Work required
Tally the lines in the records below that contain the word "wooden", counting only matches with the same letter case. Reply with the number alone.

|---|

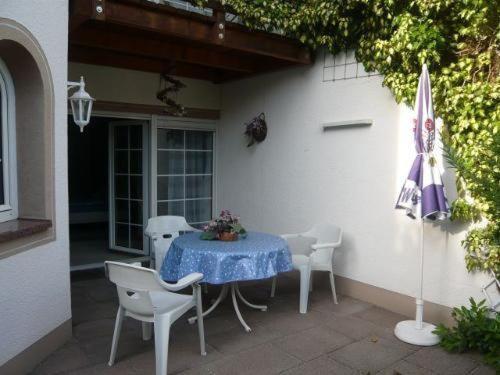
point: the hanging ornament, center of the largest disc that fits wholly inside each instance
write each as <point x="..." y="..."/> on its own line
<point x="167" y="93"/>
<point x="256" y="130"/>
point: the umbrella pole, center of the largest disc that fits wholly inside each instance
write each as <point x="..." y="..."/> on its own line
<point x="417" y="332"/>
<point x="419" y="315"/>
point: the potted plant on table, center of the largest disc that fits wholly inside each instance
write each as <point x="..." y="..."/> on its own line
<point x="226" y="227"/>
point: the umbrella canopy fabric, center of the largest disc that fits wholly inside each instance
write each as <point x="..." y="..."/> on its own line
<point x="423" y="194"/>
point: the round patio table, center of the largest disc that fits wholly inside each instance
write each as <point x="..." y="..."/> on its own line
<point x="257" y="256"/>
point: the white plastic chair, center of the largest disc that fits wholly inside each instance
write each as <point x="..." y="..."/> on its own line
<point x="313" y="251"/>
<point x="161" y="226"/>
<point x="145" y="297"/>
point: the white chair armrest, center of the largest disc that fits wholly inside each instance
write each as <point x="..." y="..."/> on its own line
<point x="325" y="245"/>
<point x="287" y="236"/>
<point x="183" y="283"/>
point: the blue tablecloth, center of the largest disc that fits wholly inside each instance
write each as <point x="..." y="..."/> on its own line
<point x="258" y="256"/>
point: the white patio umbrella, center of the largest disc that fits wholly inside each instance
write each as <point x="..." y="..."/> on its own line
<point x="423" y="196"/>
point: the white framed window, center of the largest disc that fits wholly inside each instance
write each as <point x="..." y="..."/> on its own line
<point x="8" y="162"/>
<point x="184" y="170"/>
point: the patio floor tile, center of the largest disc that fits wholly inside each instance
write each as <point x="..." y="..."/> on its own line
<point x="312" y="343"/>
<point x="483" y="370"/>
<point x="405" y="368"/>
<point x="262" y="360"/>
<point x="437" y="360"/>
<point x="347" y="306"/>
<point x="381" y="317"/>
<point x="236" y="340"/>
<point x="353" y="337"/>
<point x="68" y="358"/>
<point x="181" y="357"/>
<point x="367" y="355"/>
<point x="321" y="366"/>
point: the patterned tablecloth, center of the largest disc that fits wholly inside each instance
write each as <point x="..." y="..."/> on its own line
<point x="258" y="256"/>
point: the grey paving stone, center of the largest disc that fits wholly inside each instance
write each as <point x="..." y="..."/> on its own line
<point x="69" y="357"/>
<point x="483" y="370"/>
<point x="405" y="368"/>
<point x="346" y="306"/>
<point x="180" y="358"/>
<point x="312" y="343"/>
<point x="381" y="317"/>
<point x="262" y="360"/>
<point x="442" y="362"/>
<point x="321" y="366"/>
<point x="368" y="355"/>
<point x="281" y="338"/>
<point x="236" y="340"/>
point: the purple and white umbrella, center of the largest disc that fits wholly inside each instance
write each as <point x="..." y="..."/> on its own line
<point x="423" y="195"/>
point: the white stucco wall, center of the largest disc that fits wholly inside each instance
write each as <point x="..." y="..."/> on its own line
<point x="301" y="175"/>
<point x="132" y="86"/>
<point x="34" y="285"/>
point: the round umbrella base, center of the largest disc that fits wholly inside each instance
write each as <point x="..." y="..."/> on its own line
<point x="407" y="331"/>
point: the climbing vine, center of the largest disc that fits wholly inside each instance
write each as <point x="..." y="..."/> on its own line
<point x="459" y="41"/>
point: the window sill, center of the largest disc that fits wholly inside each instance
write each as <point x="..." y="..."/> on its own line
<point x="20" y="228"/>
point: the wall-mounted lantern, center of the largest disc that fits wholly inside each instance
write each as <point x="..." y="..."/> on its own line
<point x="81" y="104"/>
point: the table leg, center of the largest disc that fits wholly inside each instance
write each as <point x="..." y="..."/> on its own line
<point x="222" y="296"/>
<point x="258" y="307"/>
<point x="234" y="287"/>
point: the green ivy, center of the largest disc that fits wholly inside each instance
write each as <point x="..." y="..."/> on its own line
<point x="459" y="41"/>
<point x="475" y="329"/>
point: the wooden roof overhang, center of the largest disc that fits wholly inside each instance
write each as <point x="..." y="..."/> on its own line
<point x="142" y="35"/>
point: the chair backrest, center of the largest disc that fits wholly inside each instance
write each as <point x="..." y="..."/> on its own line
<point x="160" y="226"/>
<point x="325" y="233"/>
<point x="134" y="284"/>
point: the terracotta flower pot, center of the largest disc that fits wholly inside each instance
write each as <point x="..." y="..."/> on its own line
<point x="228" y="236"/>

|---|

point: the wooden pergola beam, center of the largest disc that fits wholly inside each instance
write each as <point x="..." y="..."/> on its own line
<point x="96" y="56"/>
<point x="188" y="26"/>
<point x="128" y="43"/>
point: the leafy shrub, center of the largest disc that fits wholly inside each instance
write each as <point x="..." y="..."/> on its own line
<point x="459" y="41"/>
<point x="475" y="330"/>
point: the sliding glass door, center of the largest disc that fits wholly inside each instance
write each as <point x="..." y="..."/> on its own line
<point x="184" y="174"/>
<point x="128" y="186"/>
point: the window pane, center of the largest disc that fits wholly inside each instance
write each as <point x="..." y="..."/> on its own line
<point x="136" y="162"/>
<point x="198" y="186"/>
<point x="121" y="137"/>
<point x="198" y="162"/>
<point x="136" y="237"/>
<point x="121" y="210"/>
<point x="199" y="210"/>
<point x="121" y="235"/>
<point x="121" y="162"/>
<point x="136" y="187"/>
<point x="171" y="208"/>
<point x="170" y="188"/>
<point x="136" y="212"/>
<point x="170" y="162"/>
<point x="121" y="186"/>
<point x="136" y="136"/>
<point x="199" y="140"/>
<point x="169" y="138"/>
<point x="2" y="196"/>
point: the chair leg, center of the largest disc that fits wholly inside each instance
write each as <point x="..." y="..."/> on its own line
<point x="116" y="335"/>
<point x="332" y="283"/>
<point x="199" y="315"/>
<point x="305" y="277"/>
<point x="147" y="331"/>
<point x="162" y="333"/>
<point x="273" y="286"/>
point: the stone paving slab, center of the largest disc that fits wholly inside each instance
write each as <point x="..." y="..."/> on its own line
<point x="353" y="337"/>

|---|

Answer
2